━━━━━ PROVIDED ENTRIES
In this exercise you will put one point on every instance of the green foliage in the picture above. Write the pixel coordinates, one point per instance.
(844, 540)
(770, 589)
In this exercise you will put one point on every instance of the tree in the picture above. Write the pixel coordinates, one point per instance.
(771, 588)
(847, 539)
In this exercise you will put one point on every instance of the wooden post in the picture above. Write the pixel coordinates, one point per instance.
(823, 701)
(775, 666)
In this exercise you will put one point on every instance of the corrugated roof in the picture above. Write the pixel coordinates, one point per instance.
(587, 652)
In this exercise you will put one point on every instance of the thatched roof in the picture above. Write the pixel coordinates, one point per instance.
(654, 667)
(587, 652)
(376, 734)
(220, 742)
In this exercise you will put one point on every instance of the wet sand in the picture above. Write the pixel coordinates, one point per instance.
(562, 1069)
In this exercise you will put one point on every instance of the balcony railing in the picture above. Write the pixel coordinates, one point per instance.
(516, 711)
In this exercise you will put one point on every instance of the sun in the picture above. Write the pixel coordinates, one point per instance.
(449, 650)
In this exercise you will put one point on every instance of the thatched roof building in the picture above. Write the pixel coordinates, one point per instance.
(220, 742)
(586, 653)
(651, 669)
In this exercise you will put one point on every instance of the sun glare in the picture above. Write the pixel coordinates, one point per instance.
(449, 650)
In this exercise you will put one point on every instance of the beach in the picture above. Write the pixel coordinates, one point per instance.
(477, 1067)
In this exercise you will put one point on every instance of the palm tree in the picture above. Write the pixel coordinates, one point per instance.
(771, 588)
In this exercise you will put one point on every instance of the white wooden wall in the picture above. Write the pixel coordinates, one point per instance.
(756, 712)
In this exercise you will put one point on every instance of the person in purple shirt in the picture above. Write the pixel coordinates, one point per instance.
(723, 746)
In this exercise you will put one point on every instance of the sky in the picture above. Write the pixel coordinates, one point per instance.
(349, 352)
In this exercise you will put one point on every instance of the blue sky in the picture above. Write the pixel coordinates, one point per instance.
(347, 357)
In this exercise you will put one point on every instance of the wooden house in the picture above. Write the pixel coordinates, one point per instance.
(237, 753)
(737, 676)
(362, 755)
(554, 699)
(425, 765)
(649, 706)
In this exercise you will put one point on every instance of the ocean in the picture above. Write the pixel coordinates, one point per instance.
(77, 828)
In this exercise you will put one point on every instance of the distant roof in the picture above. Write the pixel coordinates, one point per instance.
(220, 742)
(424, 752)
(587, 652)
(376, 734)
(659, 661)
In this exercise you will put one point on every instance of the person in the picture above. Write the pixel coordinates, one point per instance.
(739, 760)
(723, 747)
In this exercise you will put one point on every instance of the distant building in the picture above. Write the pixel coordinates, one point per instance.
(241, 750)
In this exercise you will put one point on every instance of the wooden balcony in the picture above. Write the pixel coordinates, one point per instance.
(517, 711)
━━━━━━━━━━
━━━━━ PROVIDED ENTRIES
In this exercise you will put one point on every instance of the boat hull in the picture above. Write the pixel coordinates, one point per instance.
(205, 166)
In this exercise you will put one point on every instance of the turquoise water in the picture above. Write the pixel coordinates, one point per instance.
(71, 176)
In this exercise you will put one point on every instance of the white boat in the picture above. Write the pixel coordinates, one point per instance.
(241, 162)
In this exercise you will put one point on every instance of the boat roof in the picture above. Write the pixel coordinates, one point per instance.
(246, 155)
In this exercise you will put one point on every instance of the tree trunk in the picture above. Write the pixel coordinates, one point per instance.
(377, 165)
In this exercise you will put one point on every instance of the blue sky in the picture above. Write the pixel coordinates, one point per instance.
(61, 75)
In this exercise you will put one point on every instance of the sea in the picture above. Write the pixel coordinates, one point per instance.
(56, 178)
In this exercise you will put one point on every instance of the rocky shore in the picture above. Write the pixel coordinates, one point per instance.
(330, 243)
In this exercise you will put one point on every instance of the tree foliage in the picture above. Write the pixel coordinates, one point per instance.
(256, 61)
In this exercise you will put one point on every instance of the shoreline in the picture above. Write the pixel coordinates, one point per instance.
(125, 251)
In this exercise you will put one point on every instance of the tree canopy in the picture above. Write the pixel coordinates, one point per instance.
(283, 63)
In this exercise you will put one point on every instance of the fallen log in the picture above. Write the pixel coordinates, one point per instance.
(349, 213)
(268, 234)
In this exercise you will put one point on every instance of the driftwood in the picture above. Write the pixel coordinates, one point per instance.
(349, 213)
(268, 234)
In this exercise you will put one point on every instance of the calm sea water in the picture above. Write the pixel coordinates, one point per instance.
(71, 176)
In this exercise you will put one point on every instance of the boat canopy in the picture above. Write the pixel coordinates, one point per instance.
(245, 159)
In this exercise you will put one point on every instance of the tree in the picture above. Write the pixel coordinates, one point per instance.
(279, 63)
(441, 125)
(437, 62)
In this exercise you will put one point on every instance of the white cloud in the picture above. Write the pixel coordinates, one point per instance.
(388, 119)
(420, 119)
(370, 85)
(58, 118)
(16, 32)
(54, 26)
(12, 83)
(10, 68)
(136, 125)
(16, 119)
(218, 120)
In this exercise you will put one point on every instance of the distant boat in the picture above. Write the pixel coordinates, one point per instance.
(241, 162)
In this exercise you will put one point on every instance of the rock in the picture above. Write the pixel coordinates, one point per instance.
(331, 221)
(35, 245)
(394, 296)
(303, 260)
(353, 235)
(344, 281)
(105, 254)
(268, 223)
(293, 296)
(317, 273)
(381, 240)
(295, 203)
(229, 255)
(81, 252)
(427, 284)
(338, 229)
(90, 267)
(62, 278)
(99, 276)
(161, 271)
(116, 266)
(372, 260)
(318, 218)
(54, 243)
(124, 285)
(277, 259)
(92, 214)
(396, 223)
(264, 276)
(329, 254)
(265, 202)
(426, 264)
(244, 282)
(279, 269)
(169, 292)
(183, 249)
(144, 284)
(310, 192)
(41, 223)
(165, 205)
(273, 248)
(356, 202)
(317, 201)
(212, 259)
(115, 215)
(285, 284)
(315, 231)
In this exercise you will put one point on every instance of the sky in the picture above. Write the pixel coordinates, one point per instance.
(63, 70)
━━━━━━━━━━
▶ **TASK DESCRIPTION**: Pull out every line in the records above that has the word "building" in it, and copy each one as it stands.

▶ **WRITTEN REPLY**:
In this exercise you will put one point on every instance of the thatched roof building in the picture above. Write the pixel coordinates, one point per instance.
In this exercise you will put one point on every instance of the distant building in the picture above. Write the pixel coordinates, one point per instance.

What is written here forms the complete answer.